• [Set of tasks]:
- a) Do the following statements agree with the case summary below? Answer yes or no for each and quote the words that decide it.
(i) Mr Riney broke his shoulder in March 2020.
(ii) The employer kept the team that prepared the business for reopening.
(iii) Mr Riney's appeal was heard once the business reopened in November.
- b) Please answer these questions from the case summary below:
(i) What job did Mr Riney hold at Javacrest?
(ii) How many staff did the employer conclude it lacked enough work to keep employing?
(iii) On what date was Mr Riney's dismissal for redundancy confirmed?

• [Given passage]:
# # # # # # #

Employment Law Cases

COVID-19: redundancy, furlough, consultation, and Facebook

Riney v Javacrest Ltd

A complete lack of any consultation or selection process, allied to notifying staff of redundancies via a Facebook post, led to unfair dismissal.


Mr Riney worked as a Service Chef for Javacrest. In February 2020 he broke his shoulder and told his employer he’d be off work until April. In March 2020 the business closed because of the lockdown. In April, at his request, Mr Riney was furloughed (his sick notes having expired). The business suffered a very serious decline in turnover. In July the general manager posted on the firm’s Facebook page that they were hoping to reopen with limited hours and a restricted menu – and that they’d need fewer staff and redundancies would be necessary. Certain staff attended work to prepare for the reopening and they continued to work when the business did in fact reopen. All other staff remained furloughed. In August, because of still much reduced turnover, the employer concluded it didn’t have enough work to continue employing the 19 staff. This was compounded by the fact that in September the cost to the employer of keeping staff furloughed would increase. It decided to retain the team that prepared the business for reopening and make redundant all the other staff on furlough (which included Mr Riney). On 15 August Mr Riney’s dismissal for redundancy was confirmed. He appealed, focusing on the lack of consultation/selection process and a lack of procedure. The appeal wasn’t heard because by the time the employer had reopened again in November, Mr Riney had begun tribunal proceedings. (His notice and redundancy pay had been calculated wrongly and the tribunal made an order for the correct amounts to be paid.)

# # # # # # #

• [Listed entries]:
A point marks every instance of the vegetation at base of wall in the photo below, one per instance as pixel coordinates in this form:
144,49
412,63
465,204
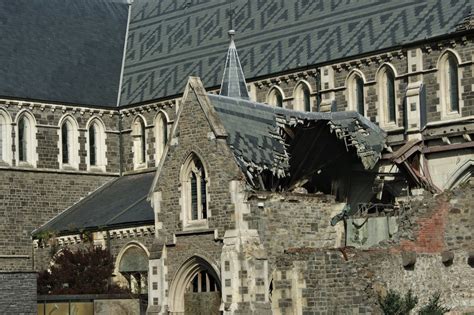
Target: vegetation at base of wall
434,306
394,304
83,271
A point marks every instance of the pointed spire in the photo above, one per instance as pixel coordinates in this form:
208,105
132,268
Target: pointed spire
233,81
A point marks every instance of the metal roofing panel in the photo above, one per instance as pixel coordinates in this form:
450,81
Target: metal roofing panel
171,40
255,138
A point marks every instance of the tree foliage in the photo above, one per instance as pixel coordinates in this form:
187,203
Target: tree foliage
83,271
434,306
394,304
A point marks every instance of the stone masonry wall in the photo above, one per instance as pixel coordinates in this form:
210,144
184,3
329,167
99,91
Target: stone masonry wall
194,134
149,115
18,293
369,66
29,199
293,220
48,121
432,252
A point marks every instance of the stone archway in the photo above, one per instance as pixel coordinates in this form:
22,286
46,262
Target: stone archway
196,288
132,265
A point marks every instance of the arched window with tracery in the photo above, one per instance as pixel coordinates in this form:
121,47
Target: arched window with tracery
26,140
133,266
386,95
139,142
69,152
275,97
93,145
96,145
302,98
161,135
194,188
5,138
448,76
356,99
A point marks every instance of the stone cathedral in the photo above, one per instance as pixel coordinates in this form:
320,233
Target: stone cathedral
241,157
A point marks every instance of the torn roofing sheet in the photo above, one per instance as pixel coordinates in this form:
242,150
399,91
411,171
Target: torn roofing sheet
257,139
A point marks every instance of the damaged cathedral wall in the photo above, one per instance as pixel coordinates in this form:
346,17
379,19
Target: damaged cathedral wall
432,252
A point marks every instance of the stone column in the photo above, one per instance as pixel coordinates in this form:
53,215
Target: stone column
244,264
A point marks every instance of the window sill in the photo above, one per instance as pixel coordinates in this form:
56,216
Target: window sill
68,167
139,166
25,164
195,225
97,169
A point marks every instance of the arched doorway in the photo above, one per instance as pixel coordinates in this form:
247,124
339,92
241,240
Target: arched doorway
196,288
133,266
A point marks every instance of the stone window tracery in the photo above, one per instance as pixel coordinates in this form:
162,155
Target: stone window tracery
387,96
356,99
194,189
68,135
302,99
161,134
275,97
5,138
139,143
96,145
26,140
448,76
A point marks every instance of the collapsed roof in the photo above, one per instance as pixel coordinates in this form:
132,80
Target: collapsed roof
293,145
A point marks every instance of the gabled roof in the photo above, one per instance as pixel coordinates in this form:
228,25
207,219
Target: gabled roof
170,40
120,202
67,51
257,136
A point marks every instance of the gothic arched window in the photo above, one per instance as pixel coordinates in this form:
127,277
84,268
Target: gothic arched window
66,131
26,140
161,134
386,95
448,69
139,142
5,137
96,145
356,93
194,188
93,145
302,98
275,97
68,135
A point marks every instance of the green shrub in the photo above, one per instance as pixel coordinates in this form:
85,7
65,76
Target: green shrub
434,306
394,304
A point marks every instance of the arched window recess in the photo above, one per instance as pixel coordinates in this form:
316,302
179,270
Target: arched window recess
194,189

# # # # # # #

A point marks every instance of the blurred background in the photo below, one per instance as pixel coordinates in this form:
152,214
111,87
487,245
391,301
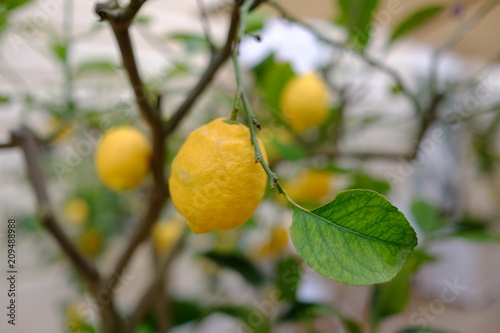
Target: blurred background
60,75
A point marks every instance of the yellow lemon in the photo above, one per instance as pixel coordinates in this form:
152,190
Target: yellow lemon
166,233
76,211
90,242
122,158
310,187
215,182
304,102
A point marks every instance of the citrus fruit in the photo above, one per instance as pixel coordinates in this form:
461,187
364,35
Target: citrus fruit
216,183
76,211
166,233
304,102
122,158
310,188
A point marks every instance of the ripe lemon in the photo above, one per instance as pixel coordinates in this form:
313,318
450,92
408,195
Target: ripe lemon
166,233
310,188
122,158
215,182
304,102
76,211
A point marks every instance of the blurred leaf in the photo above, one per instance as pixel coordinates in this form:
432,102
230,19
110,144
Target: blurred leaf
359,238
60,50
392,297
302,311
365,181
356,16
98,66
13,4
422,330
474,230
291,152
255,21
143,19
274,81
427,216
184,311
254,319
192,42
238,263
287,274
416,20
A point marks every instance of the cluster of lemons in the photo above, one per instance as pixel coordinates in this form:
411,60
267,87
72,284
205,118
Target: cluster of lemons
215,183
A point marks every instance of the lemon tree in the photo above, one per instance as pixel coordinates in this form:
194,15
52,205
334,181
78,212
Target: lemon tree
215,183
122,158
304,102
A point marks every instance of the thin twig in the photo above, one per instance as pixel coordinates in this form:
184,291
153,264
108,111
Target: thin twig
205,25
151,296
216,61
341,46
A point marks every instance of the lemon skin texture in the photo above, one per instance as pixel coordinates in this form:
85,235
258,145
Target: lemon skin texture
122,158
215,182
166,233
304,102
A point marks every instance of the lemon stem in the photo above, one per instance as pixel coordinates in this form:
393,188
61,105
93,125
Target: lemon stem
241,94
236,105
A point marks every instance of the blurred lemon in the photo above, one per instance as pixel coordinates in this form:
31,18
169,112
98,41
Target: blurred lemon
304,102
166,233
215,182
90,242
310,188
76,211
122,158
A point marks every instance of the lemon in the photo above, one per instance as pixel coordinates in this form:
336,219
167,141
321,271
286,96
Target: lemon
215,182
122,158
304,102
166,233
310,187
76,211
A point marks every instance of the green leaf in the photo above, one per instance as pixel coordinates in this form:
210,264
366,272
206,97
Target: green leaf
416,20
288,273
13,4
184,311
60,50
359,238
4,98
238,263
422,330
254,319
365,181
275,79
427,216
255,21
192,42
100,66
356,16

# # # # # # #

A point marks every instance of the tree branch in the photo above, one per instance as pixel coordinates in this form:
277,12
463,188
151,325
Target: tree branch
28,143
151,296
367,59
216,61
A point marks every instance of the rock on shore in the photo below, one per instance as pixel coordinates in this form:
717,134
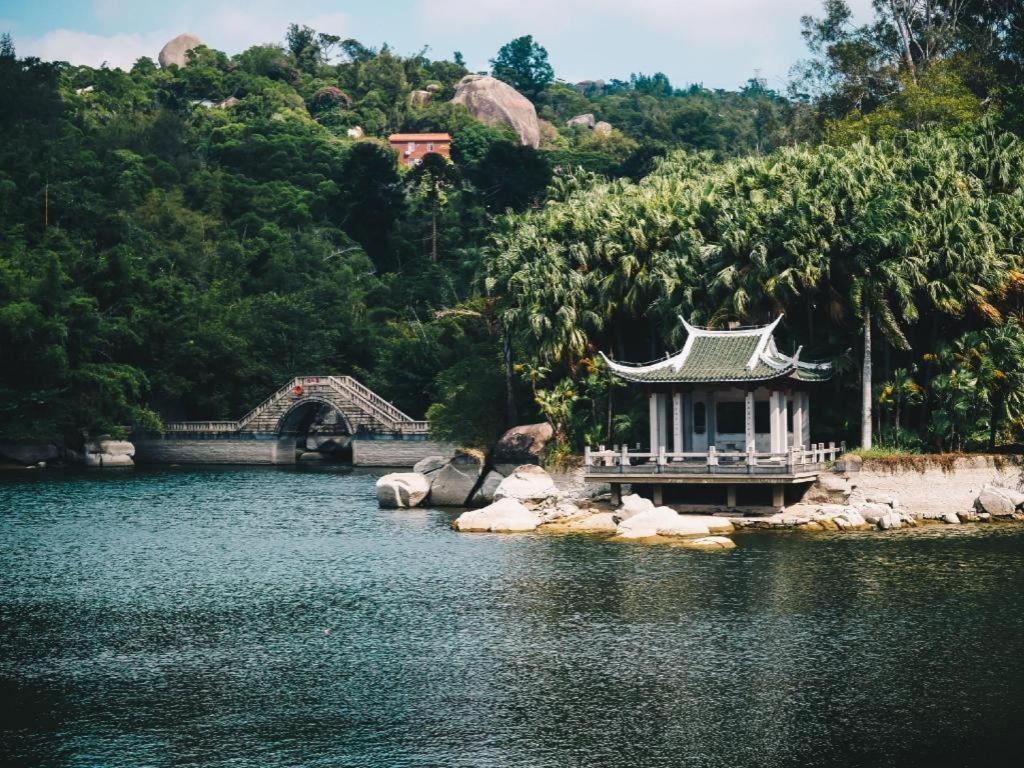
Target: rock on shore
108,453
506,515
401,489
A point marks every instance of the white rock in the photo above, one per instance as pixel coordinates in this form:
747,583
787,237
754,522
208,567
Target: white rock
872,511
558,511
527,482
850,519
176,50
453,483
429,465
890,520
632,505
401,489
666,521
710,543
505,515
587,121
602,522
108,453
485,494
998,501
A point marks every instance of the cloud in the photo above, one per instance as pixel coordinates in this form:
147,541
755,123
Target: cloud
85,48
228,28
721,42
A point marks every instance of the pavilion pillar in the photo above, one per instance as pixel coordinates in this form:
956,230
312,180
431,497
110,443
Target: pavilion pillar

# # # # # # #

• [Solutions per task]:
- a)
(i) No: "In February 2020 he broke his shoulder"
(ii) Yes: "It decided to retain the team that prepared the business for reopening"
(iii) No: "The appeal wasn’t heard"

- b)
(i) Service Chef
(ii) 19
(iii) 15 August